INSTRUCTIONS TO FOLLOW
Copy exactly the run of lines that begins at the line with "target | white bed sheet" and ends at the final line of the entries.

....

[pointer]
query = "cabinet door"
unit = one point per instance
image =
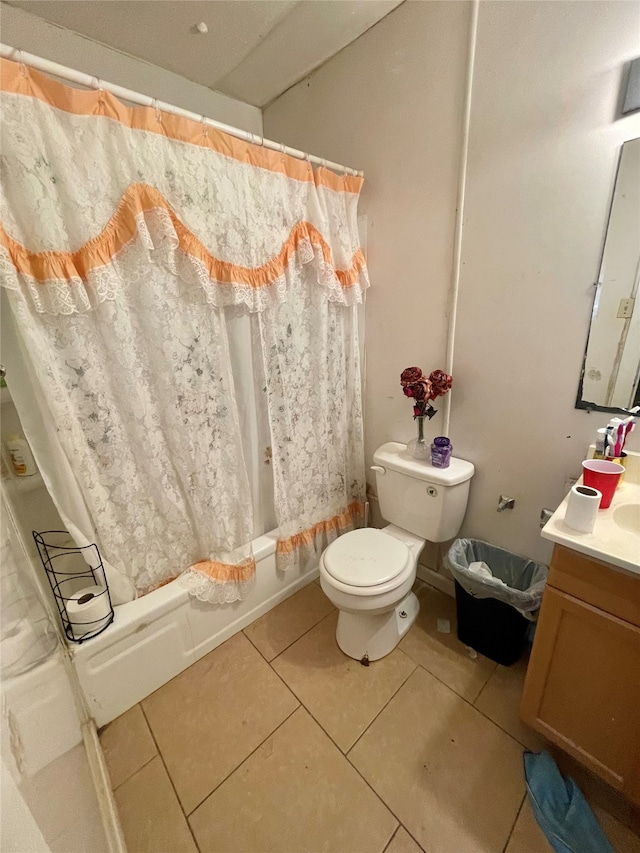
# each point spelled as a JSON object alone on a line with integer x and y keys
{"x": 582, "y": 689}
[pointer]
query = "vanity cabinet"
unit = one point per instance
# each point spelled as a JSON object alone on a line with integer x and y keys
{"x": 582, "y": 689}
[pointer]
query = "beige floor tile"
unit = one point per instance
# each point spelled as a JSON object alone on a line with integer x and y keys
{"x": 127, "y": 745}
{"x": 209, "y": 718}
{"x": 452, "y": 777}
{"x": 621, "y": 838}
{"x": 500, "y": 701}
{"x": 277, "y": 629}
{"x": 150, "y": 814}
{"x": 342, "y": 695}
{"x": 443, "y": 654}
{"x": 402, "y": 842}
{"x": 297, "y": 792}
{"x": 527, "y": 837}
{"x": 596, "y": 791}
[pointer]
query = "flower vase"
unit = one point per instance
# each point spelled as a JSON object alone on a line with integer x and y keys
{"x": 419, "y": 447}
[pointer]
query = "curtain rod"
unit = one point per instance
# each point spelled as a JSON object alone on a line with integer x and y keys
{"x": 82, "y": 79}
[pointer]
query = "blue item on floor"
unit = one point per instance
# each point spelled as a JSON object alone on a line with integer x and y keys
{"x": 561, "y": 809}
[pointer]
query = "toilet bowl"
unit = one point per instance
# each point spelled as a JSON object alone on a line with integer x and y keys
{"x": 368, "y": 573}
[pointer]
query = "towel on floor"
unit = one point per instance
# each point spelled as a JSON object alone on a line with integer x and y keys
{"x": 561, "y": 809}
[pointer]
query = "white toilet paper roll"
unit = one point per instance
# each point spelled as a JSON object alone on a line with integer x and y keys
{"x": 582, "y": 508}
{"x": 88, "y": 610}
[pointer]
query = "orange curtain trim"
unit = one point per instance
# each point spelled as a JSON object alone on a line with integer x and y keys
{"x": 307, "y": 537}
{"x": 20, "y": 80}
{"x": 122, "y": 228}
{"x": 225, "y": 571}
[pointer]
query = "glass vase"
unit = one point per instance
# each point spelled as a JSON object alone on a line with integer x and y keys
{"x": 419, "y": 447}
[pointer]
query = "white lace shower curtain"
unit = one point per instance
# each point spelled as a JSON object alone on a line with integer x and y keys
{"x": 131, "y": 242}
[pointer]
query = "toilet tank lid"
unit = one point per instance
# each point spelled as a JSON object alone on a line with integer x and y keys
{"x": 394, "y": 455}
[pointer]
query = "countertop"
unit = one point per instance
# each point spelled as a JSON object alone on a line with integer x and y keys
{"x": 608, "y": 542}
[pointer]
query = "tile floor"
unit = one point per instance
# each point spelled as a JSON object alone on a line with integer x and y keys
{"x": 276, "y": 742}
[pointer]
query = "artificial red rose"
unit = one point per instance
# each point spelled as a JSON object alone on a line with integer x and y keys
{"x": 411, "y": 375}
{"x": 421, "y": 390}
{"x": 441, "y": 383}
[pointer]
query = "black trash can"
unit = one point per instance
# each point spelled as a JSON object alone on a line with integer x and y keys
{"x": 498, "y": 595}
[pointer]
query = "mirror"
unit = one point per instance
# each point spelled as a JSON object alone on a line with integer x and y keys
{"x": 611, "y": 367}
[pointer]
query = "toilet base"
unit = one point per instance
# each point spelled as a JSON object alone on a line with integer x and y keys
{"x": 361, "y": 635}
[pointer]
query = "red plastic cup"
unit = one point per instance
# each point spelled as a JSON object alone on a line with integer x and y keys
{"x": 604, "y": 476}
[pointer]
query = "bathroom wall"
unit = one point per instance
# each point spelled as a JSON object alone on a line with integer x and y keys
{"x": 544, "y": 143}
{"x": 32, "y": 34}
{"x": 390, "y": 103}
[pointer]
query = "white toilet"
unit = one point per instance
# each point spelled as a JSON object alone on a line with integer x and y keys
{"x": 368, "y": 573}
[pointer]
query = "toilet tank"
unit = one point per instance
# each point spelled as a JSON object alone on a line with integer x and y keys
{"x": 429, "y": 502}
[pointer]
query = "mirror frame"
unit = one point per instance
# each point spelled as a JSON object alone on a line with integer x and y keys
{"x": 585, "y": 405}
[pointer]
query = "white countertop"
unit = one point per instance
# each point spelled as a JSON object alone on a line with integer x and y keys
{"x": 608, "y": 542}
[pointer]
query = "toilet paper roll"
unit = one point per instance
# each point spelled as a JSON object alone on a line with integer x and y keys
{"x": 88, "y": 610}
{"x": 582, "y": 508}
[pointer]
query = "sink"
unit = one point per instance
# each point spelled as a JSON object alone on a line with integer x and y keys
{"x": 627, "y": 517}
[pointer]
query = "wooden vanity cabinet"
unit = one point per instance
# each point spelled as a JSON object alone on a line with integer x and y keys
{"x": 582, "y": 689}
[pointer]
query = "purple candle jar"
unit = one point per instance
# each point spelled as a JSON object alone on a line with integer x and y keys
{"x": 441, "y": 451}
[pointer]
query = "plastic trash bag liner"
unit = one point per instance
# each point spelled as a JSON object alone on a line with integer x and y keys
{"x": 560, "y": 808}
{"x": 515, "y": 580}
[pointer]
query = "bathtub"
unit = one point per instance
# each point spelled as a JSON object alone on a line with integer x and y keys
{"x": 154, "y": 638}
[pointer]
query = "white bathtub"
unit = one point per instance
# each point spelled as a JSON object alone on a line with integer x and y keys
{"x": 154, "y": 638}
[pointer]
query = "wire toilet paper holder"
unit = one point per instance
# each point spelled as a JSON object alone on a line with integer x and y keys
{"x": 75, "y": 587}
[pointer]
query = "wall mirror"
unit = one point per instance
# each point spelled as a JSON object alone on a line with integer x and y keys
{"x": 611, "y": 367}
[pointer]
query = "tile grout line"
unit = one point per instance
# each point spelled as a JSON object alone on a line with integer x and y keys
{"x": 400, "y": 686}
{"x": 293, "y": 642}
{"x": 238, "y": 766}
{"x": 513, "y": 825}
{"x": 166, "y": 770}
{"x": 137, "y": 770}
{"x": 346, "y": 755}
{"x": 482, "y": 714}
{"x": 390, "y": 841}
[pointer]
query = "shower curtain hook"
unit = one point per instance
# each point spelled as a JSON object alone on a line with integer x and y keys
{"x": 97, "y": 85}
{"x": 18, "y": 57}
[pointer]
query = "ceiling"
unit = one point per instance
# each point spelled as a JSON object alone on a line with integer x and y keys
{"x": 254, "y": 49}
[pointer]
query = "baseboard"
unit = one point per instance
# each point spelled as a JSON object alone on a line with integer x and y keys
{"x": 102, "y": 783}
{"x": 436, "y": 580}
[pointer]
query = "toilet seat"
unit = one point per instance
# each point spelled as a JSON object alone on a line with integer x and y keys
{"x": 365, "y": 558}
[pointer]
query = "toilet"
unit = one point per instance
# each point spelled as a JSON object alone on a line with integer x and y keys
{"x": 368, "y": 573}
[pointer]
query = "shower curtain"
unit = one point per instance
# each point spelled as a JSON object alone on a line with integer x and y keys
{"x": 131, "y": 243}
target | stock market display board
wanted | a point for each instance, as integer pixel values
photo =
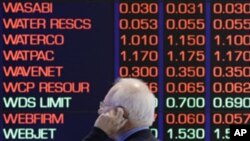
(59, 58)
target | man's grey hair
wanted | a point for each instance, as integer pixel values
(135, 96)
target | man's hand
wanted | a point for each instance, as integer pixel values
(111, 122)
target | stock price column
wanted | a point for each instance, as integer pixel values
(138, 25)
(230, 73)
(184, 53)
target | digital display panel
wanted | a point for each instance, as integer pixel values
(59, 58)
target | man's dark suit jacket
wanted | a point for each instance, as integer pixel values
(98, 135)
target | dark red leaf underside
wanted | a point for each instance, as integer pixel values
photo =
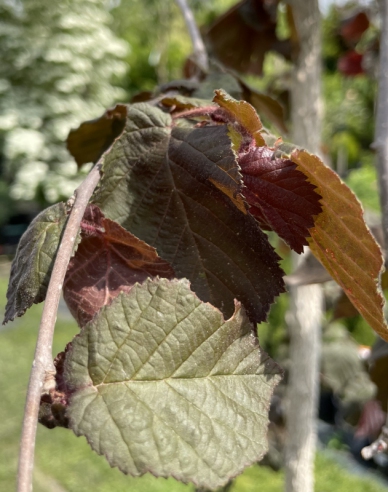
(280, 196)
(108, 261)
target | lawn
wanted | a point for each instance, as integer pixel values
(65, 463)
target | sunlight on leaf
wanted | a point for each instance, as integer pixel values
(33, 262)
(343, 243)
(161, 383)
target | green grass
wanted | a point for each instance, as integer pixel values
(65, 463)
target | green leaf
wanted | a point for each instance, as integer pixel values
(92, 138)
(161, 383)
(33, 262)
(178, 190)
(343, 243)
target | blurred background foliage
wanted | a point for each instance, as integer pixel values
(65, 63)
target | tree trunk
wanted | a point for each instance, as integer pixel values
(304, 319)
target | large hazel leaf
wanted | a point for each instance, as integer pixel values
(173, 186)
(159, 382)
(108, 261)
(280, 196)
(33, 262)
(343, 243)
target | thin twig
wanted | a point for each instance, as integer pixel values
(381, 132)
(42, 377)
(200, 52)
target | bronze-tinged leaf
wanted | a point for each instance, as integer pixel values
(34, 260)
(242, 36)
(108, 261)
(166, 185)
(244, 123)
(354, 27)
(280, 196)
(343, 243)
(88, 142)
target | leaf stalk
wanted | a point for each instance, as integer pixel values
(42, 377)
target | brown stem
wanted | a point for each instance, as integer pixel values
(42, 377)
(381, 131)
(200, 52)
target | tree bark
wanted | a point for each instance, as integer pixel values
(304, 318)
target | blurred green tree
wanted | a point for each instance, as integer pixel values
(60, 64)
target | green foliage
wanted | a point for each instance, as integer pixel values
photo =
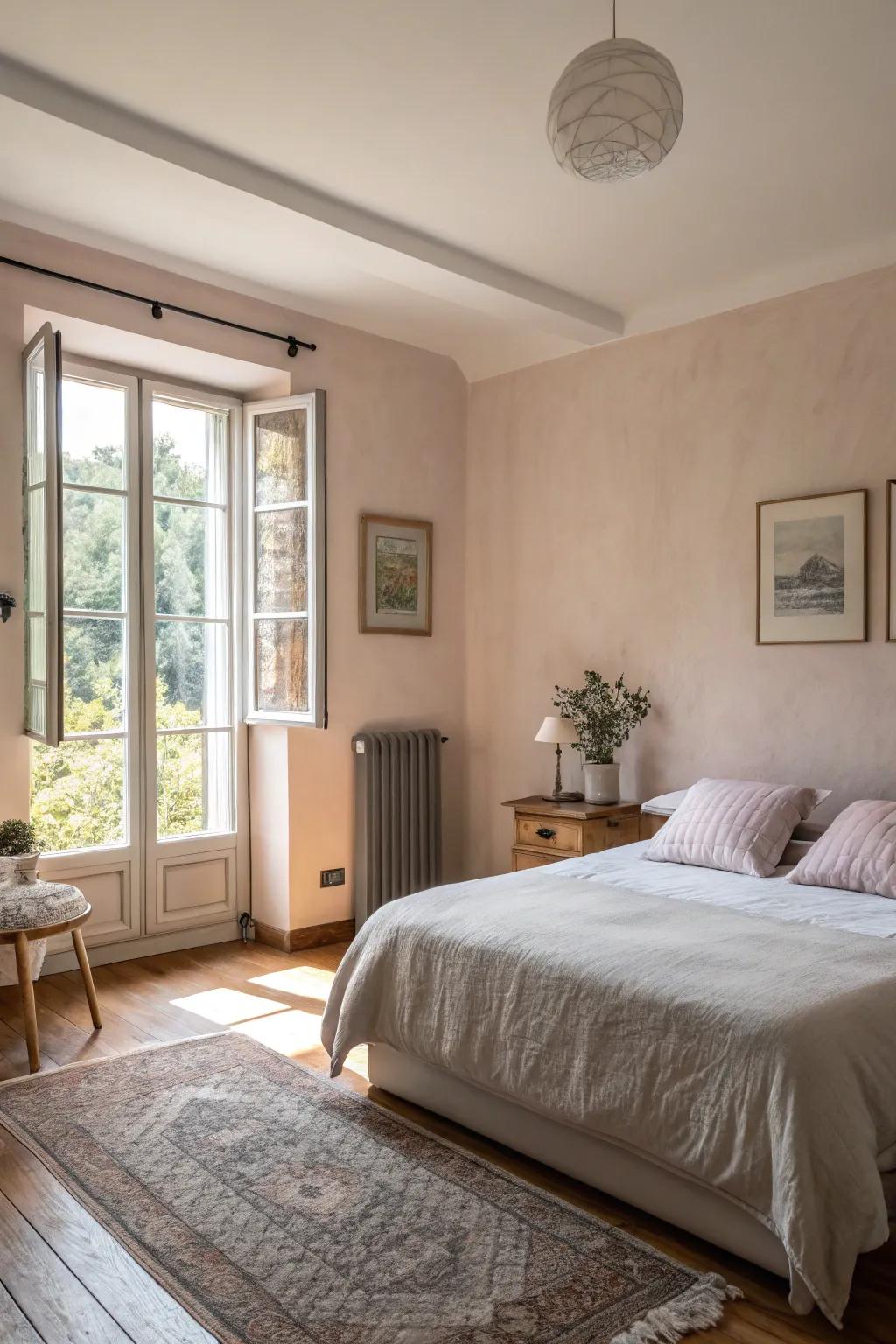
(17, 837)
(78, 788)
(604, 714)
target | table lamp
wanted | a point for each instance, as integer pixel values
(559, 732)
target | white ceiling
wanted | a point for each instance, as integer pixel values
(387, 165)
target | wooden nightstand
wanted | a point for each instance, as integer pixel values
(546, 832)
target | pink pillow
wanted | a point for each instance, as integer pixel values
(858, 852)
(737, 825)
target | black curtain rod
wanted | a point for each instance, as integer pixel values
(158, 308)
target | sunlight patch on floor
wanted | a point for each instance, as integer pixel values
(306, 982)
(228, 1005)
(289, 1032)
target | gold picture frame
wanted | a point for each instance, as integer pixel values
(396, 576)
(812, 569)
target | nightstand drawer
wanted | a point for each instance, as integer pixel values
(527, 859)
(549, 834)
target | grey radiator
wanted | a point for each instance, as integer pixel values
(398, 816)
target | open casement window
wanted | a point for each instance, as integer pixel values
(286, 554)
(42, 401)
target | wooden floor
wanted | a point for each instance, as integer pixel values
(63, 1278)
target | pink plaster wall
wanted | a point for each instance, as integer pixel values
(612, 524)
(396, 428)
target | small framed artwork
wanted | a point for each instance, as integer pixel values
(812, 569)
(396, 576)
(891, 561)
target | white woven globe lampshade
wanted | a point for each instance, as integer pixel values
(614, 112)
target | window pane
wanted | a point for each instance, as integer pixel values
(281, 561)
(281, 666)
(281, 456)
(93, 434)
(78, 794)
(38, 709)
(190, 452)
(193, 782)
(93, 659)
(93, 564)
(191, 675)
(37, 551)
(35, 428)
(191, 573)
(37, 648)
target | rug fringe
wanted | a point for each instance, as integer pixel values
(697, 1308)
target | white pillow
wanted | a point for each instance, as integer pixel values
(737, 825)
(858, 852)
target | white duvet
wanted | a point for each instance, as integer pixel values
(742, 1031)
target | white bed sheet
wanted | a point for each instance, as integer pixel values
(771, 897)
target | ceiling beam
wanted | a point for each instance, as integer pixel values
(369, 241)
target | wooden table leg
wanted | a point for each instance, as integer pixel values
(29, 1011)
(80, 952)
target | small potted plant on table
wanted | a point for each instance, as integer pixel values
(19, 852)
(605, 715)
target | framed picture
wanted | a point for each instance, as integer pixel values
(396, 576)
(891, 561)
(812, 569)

....

ANSWER BELOW
target | white bed sheet
wanted | a point for each instance, as integer pixel values
(771, 897)
target | ceiling beam
wanted | a point for each instance, as integer pixel values
(369, 241)
target | wooden table leg
wanted | a point for each instance, as integer pixel values
(29, 1011)
(80, 952)
target | small potted plant on table
wanted | a point for each instance, as integer pixel values
(19, 852)
(605, 715)
target | framed picture
wanted | a point for each instance, as integer pixel values
(396, 576)
(891, 561)
(812, 569)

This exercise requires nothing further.